_WORK TO DO:_ The line containing "Objective — one marker per instance of the yellow" marks the start; return it and every line after it in the listing below, exactly, through the last.

_INPUT RECORDS:_

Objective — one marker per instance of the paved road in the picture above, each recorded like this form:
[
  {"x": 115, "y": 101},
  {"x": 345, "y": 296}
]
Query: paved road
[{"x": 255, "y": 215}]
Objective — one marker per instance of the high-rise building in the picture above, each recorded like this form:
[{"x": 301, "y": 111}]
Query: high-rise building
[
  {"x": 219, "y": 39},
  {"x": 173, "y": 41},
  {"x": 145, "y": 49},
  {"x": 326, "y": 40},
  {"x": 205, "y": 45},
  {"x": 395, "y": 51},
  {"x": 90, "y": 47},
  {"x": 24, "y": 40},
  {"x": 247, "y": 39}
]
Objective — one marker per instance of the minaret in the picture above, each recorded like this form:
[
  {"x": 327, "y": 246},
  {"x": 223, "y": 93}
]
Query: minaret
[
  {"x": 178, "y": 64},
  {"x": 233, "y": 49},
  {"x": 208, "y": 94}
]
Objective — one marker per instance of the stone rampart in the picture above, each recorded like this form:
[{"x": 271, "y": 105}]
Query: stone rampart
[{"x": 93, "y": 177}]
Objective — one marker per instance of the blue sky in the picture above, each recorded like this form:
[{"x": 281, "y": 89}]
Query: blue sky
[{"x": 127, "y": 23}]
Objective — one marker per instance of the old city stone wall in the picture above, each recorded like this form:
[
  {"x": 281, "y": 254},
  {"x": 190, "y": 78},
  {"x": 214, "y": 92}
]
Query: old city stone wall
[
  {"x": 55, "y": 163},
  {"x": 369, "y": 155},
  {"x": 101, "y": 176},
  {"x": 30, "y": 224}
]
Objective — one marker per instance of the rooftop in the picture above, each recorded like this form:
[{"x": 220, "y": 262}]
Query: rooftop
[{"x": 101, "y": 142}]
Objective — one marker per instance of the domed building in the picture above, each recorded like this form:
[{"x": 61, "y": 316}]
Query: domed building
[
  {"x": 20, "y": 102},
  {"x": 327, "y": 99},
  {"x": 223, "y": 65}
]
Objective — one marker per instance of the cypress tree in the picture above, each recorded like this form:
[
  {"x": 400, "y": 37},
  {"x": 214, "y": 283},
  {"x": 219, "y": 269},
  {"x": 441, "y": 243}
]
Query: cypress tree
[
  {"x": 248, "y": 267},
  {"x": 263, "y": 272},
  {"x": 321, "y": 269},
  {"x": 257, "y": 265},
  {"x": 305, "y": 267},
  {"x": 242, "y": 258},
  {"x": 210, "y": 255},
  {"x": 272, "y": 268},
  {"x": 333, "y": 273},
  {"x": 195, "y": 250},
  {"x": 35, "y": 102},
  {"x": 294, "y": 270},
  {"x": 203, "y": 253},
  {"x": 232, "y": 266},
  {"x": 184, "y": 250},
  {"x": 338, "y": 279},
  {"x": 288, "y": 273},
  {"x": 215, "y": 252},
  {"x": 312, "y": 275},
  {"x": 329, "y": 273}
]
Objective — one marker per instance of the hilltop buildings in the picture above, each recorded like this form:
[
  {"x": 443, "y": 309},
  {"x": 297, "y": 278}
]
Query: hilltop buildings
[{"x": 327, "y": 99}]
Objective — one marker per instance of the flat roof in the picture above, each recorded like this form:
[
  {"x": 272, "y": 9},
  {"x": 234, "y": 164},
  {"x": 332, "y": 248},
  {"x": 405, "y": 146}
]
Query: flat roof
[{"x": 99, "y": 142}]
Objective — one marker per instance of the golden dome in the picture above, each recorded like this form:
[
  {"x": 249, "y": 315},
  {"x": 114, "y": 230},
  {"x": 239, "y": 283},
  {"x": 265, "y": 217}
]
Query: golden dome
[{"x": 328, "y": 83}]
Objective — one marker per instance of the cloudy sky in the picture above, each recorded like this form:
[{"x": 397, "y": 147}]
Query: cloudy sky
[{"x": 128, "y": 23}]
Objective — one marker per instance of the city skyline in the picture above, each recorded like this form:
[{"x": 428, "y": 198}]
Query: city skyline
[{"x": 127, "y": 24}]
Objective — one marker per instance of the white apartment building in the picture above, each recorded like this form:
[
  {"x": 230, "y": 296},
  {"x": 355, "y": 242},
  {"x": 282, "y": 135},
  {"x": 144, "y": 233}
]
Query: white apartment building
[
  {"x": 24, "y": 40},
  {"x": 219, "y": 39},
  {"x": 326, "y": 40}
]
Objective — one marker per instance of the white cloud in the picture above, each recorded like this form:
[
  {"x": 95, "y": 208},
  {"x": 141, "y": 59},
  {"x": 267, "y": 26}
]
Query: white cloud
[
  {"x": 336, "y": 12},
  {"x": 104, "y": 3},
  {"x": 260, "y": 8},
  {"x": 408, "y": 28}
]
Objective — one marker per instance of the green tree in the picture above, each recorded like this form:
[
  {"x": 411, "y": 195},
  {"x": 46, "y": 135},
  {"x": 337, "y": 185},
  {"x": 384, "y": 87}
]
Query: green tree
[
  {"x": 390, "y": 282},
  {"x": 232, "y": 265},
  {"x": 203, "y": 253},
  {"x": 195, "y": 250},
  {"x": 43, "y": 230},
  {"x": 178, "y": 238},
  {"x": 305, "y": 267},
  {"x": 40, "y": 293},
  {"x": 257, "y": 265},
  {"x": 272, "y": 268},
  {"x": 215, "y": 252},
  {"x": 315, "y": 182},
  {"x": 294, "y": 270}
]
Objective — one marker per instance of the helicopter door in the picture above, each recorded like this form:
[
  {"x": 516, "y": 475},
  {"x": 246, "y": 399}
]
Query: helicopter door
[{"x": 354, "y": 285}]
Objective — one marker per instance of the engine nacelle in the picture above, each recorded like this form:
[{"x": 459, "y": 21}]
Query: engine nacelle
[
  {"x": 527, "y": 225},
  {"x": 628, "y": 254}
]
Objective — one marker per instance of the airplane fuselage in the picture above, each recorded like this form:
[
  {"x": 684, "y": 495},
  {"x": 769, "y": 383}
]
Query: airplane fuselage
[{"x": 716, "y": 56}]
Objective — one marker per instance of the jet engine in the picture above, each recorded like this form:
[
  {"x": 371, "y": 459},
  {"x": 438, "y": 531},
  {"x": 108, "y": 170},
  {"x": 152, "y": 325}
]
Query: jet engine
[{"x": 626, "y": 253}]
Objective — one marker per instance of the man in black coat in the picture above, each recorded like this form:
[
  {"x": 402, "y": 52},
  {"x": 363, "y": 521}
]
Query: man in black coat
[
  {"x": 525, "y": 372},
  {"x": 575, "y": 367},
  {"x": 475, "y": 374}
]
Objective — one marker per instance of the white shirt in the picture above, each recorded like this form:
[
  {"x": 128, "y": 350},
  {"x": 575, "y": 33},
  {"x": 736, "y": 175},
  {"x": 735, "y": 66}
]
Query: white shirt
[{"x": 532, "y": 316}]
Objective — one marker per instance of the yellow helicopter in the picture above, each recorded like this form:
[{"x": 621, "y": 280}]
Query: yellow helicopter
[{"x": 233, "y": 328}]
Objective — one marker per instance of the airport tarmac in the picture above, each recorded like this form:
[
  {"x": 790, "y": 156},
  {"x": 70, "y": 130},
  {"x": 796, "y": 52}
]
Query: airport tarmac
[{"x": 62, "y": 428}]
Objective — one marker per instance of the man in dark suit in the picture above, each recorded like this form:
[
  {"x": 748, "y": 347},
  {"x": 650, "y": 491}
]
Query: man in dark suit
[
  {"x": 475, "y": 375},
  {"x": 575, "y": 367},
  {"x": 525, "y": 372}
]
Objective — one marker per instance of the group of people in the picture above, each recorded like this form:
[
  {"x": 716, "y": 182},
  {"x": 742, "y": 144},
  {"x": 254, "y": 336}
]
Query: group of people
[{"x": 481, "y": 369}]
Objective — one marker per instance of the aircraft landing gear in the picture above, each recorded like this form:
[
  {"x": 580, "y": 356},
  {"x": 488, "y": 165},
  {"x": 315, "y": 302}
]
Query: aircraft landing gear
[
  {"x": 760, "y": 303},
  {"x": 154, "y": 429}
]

_SOLUTION TO THE PROBLEM:_
Objective — one marker per instance of the yellow helicopter in the picture above, each recorded like this form:
[{"x": 621, "y": 280}]
Query: yellow helicopter
[{"x": 233, "y": 328}]
Objective — one marker per instance of the airport tarmac in the picture above, each recorded like this form:
[
  {"x": 790, "y": 156},
  {"x": 70, "y": 130},
  {"x": 796, "y": 52}
]
Query: airport tarmac
[{"x": 62, "y": 428}]
Objective — one marker per instance of the man in dark suit in the picture above, each recorded like this form:
[
  {"x": 748, "y": 347},
  {"x": 650, "y": 491}
]
Query: man in dark suit
[
  {"x": 475, "y": 375},
  {"x": 575, "y": 367},
  {"x": 525, "y": 372}
]
Objective — one marker per instance of the group of people in the picture above, each recorded like this form:
[
  {"x": 716, "y": 182},
  {"x": 742, "y": 144},
  {"x": 254, "y": 336}
]
Query: group of people
[{"x": 481, "y": 369}]
Objective — one marker per instance of the aircraft landing gear in the picture above, each recorded like this form:
[
  {"x": 580, "y": 356},
  {"x": 488, "y": 165},
  {"x": 315, "y": 302}
]
Query: aircraft landing gear
[
  {"x": 760, "y": 303},
  {"x": 154, "y": 429}
]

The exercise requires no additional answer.